=== Section Start ===
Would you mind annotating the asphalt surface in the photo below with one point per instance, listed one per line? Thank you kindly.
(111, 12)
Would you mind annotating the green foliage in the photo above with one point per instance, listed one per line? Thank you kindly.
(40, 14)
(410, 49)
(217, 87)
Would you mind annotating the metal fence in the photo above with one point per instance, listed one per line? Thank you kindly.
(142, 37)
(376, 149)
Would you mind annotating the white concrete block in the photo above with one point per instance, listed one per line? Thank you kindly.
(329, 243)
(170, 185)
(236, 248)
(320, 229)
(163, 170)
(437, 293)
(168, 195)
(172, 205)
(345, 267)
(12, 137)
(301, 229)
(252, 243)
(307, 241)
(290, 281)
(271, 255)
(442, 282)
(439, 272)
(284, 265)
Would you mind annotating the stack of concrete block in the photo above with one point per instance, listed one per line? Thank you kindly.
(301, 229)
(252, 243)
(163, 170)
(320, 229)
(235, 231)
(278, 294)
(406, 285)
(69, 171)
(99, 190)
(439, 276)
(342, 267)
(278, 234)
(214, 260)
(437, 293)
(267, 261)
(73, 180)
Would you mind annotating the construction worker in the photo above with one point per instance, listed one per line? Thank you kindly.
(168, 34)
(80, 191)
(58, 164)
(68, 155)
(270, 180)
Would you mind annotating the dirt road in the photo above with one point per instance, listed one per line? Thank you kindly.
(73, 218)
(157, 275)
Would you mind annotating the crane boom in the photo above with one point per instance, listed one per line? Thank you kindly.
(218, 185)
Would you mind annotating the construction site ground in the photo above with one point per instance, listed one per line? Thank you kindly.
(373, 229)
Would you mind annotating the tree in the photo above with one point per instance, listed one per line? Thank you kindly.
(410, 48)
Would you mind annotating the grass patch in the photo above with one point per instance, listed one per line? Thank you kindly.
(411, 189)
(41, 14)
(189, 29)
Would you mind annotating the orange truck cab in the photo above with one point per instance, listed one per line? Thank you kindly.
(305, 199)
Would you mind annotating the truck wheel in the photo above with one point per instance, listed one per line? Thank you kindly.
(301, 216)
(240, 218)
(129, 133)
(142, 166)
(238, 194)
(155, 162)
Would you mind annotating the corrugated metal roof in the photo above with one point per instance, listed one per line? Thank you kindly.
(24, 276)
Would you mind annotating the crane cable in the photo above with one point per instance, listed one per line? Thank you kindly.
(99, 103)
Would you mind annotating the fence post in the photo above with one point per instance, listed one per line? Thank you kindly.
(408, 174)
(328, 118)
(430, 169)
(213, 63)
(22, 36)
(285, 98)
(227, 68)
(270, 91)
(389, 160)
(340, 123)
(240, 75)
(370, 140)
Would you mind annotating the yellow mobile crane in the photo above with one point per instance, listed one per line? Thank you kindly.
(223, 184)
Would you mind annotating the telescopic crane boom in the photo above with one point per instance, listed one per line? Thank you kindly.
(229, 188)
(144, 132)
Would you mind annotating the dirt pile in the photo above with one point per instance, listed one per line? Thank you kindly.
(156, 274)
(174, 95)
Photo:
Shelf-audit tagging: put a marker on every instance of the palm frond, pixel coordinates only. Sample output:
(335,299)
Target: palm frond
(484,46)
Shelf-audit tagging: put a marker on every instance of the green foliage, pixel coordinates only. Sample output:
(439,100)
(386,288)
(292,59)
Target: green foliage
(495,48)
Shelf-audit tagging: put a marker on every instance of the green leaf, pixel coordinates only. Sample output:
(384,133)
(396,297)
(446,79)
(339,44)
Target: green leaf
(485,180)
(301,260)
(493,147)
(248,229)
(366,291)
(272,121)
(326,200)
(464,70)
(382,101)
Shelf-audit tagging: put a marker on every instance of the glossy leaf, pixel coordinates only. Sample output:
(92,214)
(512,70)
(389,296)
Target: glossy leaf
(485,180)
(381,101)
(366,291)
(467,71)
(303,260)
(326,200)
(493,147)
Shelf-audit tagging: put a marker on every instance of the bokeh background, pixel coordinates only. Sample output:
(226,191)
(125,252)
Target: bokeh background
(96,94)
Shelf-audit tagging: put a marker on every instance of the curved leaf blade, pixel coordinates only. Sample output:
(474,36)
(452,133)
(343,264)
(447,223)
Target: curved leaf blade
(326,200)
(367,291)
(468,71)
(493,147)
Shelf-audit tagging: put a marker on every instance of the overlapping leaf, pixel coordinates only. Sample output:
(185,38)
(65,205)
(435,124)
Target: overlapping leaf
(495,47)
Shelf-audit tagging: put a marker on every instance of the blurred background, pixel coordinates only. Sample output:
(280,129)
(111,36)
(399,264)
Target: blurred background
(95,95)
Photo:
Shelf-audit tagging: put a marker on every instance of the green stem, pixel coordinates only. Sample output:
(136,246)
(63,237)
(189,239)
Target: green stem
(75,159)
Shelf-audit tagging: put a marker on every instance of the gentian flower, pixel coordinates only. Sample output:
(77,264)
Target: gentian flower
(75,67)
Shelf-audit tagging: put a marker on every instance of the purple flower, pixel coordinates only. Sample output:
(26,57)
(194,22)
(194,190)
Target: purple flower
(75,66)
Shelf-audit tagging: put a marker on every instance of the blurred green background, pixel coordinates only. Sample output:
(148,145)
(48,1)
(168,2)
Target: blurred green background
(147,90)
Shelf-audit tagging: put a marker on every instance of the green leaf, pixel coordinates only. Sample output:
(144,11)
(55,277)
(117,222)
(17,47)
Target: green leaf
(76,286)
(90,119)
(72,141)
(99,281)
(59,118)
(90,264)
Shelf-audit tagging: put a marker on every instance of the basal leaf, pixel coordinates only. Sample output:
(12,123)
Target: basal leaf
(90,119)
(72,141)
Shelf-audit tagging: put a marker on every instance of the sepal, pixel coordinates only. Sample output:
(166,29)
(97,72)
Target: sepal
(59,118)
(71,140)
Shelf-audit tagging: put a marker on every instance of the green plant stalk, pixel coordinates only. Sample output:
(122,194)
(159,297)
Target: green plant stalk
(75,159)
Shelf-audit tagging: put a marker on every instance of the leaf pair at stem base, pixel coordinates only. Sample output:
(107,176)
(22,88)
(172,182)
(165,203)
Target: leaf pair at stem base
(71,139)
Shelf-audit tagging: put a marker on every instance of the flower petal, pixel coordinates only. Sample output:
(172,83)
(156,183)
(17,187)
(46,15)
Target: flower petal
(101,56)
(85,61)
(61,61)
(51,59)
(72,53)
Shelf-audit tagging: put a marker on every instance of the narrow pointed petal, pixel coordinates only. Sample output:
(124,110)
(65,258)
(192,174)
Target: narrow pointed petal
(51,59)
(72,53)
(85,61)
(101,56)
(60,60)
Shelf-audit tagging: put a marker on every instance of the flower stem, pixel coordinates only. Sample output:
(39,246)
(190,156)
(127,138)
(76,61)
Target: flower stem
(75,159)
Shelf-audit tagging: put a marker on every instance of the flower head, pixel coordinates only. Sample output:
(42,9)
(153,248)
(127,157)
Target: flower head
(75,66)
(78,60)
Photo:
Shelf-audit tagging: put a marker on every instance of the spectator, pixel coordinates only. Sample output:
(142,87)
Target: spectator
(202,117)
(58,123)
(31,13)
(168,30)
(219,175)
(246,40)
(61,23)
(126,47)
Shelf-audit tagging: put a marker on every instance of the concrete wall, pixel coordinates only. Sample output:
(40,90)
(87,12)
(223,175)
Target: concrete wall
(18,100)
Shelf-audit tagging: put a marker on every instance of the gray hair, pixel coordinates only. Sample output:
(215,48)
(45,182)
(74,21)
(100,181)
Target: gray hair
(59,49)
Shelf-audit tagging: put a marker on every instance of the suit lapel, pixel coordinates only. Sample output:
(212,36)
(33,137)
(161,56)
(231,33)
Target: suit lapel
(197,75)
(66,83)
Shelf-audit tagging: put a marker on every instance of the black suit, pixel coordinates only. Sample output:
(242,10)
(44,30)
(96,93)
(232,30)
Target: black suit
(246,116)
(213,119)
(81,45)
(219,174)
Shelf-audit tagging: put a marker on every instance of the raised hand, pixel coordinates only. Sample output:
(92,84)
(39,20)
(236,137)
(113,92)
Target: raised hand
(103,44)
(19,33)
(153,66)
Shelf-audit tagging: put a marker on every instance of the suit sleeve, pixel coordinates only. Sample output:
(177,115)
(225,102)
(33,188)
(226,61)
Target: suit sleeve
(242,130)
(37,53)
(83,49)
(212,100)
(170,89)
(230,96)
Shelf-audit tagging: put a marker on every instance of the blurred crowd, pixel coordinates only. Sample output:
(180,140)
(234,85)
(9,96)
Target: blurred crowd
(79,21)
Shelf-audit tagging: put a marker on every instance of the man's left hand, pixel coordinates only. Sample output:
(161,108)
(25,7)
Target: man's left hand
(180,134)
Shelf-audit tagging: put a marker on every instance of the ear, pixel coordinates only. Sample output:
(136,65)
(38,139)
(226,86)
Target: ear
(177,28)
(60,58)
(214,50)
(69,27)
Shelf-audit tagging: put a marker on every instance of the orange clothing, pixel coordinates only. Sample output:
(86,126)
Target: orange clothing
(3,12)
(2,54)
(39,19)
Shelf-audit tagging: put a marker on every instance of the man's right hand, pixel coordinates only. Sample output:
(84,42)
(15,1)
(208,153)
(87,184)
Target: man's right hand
=== Section End ===
__About this exercise__
Which lines of the records above hold the word "right"? Copy each of them.

__Exercise response__
Shelf-audit tagging: put a marker on every instance of the man's right hand, pixel coordinates only. Sample output:
Target: man's right hand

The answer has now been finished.